══ INPUT ══
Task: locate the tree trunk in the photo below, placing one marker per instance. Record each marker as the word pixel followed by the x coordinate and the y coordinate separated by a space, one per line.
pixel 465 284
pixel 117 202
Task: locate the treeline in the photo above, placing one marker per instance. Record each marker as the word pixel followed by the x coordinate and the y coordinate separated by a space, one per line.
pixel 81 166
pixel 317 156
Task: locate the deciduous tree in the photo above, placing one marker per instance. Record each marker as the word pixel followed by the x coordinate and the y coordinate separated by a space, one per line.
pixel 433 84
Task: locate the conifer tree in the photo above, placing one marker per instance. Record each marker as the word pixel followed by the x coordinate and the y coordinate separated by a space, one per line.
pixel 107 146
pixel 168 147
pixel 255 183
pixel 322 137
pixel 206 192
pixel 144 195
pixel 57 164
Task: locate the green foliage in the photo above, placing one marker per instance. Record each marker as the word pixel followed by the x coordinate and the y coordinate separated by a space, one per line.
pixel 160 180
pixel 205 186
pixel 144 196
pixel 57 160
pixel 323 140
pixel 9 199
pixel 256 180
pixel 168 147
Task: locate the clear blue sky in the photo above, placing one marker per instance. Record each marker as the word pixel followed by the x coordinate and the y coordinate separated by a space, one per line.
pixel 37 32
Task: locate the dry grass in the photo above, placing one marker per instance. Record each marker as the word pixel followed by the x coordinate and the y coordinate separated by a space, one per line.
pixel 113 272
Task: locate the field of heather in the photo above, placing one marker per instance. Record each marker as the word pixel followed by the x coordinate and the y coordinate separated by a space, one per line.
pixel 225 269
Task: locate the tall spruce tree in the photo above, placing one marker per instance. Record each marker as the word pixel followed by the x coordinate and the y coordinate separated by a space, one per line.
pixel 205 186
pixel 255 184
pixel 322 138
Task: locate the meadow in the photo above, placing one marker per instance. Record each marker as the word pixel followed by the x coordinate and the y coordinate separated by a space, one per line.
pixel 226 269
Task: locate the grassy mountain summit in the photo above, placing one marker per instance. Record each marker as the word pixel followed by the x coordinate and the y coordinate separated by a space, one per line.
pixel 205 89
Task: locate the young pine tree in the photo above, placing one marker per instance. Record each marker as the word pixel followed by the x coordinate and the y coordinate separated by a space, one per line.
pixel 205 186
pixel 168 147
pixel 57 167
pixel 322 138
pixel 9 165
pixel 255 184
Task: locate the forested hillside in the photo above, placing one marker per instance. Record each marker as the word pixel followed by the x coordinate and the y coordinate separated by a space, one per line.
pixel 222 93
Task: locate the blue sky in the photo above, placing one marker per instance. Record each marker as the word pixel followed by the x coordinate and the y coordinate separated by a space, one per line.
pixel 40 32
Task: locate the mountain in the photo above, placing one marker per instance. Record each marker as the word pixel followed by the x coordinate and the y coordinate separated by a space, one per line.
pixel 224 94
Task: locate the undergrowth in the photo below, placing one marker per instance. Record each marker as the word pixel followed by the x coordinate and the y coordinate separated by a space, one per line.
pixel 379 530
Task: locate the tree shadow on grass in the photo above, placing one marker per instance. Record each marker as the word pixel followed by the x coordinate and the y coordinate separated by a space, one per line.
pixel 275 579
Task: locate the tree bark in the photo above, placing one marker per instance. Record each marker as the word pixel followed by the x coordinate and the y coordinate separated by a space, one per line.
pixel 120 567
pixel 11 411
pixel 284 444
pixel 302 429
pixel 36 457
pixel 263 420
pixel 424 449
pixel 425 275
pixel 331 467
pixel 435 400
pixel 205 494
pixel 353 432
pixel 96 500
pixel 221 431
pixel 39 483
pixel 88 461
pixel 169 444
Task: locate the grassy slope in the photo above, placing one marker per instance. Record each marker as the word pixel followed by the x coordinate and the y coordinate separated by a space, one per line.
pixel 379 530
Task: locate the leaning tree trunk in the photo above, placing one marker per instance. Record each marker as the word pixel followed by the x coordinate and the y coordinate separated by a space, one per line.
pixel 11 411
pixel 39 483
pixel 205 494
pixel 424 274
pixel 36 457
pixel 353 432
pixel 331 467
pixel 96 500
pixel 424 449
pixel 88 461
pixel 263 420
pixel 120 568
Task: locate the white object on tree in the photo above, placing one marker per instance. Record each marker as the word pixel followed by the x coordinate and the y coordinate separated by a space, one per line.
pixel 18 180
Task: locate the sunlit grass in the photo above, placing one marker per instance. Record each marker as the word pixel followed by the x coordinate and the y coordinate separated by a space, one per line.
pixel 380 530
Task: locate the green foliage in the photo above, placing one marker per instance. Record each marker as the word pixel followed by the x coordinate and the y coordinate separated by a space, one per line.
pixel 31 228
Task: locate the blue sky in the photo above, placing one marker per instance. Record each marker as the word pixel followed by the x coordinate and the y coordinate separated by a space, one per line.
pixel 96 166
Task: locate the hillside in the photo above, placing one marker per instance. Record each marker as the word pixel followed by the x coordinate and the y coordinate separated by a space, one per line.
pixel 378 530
═══
Format the records from the line containing "Task: locate the treeline" through the line containing "pixel 317 156", inclusive, as a Markdown table with the columns Row and Line. Number each line in order and skip any blank lines.

* **TASK ANSWER**
| Row | Line |
|---|---|
| 1 | Task: locate the treeline in the photo above, placing one marker per instance. Record each marker as the word pixel followed by the x coordinate and the y coordinate separated by a space, one per line. |
| 2 | pixel 81 166 |
| 3 | pixel 317 156 |